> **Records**
## start
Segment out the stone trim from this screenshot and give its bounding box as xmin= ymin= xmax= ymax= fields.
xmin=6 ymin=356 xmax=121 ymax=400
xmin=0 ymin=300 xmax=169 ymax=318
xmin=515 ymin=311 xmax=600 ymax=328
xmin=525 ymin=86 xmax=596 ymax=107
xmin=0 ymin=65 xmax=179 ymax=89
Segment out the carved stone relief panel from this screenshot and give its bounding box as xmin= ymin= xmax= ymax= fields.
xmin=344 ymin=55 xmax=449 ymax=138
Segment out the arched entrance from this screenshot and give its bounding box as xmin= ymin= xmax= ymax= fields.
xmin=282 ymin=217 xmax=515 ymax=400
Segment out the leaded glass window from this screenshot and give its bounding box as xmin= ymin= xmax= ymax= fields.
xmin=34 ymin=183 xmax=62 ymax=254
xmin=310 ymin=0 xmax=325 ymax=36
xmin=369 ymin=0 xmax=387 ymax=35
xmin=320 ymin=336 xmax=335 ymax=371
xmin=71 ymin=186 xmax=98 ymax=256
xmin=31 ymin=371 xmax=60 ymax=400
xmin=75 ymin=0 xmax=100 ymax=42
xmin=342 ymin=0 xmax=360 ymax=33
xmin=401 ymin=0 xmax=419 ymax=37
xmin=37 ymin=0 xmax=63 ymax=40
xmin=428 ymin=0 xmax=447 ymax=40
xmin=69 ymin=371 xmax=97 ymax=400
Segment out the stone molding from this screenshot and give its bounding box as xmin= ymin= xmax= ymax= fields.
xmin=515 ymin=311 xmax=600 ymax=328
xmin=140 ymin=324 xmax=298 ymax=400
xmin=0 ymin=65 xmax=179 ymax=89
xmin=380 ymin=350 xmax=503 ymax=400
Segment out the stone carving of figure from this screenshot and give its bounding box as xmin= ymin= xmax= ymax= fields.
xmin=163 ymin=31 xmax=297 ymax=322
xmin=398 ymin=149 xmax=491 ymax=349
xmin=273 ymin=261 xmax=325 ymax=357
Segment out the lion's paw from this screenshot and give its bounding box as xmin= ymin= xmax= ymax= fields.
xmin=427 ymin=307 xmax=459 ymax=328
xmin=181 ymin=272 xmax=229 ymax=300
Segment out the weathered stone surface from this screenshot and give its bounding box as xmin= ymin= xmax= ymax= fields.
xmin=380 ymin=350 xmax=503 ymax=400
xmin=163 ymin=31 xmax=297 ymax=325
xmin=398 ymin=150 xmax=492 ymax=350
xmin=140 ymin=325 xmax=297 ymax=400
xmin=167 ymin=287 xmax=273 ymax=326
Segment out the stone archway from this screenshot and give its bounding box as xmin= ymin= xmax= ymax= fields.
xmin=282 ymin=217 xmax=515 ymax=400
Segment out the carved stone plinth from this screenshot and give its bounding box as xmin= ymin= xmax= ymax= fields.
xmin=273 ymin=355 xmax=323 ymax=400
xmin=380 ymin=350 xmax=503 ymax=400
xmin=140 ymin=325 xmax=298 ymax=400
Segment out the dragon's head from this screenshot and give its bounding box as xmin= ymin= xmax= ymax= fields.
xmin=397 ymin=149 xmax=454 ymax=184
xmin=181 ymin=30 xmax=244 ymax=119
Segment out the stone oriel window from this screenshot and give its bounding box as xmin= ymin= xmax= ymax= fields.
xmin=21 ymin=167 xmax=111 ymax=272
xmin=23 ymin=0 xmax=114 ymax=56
## end
> **REQUEST**
Reproduce all of the rows above, keeping every character unchanged.

> **THE RESULT**
Segment out the stone trim from this screenshot and give its bounding box as xmin= ymin= xmax= ymax= fields.
xmin=6 ymin=356 xmax=121 ymax=400
xmin=0 ymin=300 xmax=169 ymax=318
xmin=515 ymin=311 xmax=600 ymax=328
xmin=525 ymin=86 xmax=596 ymax=107
xmin=0 ymin=65 xmax=179 ymax=89
Segment out the carved stone relief panel from this screenshot and give its bounding box as xmin= ymin= xmax= ymax= fields.
xmin=344 ymin=55 xmax=449 ymax=138
Segment out the arched entrance from this screenshot and give its bounding box as xmin= ymin= xmax= ymax= fields.
xmin=282 ymin=217 xmax=515 ymax=400
Segment out the leaded glass window from this screenshot and give its bounding box as xmin= ymin= xmax= ymax= fields.
xmin=34 ymin=183 xmax=62 ymax=254
xmin=310 ymin=0 xmax=325 ymax=36
xmin=369 ymin=0 xmax=387 ymax=35
xmin=320 ymin=336 xmax=335 ymax=371
xmin=71 ymin=186 xmax=98 ymax=256
xmin=31 ymin=371 xmax=60 ymax=400
xmin=75 ymin=0 xmax=100 ymax=42
xmin=342 ymin=0 xmax=360 ymax=33
xmin=401 ymin=0 xmax=419 ymax=37
xmin=37 ymin=0 xmax=63 ymax=40
xmin=428 ymin=0 xmax=447 ymax=40
xmin=69 ymin=371 xmax=97 ymax=400
Segment out the stone molding from this screenshot and give its bounding box as xmin= ymin= xmax= ymax= fields.
xmin=515 ymin=311 xmax=600 ymax=328
xmin=140 ymin=324 xmax=298 ymax=400
xmin=0 ymin=65 xmax=179 ymax=89
xmin=380 ymin=350 xmax=503 ymax=400
Segment out the stone carving of figure from this screenshot and give its bounding box as xmin= ymin= xmax= ymax= fields.
xmin=163 ymin=31 xmax=297 ymax=322
xmin=398 ymin=149 xmax=491 ymax=349
xmin=273 ymin=261 xmax=325 ymax=357
Segment out the lion's paw from this screenshot and give its bounding box as xmin= ymin= xmax= ymax= fields.
xmin=427 ymin=307 xmax=459 ymax=328
xmin=181 ymin=272 xmax=229 ymax=300
Segment out the weathered stone surface from this screenshot and give its bounding box as xmin= ymin= xmax= ymax= fields.
xmin=380 ymin=350 xmax=503 ymax=400
xmin=163 ymin=31 xmax=297 ymax=325
xmin=398 ymin=150 xmax=492 ymax=350
xmin=140 ymin=325 xmax=297 ymax=400
xmin=167 ymin=287 xmax=273 ymax=326
Segment out the stone archway from this screenshot and give its bounding box as xmin= ymin= xmax= ymax= fields.
xmin=282 ymin=217 xmax=515 ymax=400
Segment out the carved stone plinth from this screenshot and give its bounding box as xmin= ymin= xmax= ymax= fields.
xmin=273 ymin=355 xmax=323 ymax=400
xmin=380 ymin=350 xmax=503 ymax=400
xmin=140 ymin=325 xmax=298 ymax=400
Segment out the dragon's head from this screenshot and give its bounding box as xmin= ymin= xmax= ymax= fields.
xmin=397 ymin=149 xmax=454 ymax=184
xmin=181 ymin=30 xmax=244 ymax=119
Segment out the stone oriel window from this screenshot and give its bounding box as xmin= ymin= xmax= ymax= fields.
xmin=21 ymin=167 xmax=111 ymax=272
xmin=23 ymin=0 xmax=114 ymax=56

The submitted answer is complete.